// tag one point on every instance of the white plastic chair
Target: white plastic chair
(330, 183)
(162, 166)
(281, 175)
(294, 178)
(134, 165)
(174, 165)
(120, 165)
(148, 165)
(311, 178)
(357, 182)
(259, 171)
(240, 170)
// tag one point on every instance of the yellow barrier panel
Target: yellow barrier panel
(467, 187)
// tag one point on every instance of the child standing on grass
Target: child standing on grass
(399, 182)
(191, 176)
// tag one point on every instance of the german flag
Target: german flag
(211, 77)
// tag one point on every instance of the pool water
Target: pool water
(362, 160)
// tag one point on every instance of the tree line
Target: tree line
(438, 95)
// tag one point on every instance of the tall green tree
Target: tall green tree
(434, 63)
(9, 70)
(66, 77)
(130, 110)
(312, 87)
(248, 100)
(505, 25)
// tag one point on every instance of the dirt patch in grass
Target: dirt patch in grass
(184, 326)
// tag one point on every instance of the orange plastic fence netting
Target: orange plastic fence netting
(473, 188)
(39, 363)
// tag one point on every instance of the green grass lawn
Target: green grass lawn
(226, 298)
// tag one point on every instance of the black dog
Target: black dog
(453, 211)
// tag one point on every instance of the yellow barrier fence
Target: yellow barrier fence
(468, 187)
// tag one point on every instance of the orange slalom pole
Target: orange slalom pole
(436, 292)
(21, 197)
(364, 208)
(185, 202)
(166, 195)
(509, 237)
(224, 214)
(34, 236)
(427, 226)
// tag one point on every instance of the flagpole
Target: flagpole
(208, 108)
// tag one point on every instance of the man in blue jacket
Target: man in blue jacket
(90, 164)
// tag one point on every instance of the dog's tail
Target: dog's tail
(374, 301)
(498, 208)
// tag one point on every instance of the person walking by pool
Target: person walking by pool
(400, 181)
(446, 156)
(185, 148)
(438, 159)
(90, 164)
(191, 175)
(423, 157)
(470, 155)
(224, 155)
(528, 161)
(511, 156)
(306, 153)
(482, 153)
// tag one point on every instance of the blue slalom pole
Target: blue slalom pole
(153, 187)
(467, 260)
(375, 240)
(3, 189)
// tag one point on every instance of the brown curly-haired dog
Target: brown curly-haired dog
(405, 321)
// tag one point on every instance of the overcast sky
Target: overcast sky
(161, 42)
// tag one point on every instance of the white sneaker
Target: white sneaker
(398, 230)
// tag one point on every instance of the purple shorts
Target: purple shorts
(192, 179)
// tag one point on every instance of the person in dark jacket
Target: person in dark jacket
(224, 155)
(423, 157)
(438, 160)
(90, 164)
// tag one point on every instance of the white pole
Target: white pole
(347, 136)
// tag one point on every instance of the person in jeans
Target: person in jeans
- - - - - - -
Find the lines above that include the string "jeans" and copy them.

// tag one point on every instance of the person in jeans
Target: person in jeans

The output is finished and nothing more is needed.